▸ Exercise text
'''
Creating Places of Abundance and Comfort


by Bethany Snyder

There wasn't a title to describe the work that Phylicia Robinson Dove '09 does, so she created one: fashion activist. Dove is the owner of Black Monarchy, an artisan and fashion boutique in Buffalo, N.Y. The store specializes in custom clothing and accessories from all over the world, including India, Brazil, the Dominican Republic and the Seneca Nation, but heavily concentrated from Africa.

Dove works closely with the refugee and immigrant population to create the vibrant merchandise. "I sit with my tailors and they teach me," she says. "They are so open to sharing their craft."

Dove's community work expands far beyond fashion. She also created Alabaster Box, an outreach event that has provided haircuts, manicures, socks, shoes and food to more than 600 homeless people, or "displaced guests," as she says, as well as free dental care through a partnership with the University of Buffalo School of Dental Medicine. "We're showing them that in a world that teaches us scarcity, there is a place where there is abundance," Dove says. Her goal is to expand Alabaster Box through mobile units that travel across the country providing showers, refrigerators and electricity.

Dove has received numerous grants and awards for her work, including the 2019 Remarkable West Sider Award from West Side Community Services in Buffalo.

As for the future of Black Monarchy, Dove hopes that it will become the leading local franchise and fashion boutique in the world. "It's more of a movement than just the boutique space," she says. "It's a place of comfort, of conversation."

Creating something out of nothing isn't new for Dove. As a William Smith student, she created her own major, social justice and advocacy. "The Colleges were the grooming grounds for my advocacy," she says. "It's where I learned to be inclusively excellent."
'''
▸ Given data
'''
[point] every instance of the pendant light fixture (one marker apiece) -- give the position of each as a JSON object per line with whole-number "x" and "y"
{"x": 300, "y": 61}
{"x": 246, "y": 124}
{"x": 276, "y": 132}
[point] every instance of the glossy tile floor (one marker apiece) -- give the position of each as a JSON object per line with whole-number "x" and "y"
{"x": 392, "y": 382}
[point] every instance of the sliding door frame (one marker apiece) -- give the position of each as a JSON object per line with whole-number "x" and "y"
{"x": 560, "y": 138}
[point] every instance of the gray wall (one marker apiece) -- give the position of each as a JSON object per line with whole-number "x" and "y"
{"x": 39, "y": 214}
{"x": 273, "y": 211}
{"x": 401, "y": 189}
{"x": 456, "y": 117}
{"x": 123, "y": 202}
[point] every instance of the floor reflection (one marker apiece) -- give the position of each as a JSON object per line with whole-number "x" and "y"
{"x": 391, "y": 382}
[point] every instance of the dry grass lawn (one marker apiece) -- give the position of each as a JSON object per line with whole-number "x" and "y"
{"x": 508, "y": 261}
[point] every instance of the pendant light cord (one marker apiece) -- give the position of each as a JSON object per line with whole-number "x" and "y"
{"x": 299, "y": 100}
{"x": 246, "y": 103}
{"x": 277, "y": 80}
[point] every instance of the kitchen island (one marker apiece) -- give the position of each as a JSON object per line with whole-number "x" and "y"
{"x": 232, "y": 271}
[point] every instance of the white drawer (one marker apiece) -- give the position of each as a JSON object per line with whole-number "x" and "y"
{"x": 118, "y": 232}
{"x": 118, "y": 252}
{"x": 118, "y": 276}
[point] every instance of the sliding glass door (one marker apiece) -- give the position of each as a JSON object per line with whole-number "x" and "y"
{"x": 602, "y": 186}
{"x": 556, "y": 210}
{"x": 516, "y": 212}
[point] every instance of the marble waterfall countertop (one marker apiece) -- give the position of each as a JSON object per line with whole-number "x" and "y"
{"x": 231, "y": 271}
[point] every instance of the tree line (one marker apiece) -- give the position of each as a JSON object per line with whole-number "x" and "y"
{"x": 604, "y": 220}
'''
▸ What to work on
In the profile of Phylicia Robinson Dove above, what major did she create as a William Smith student?

▸ Response for this exercise
She created a major in social justice and advocacy.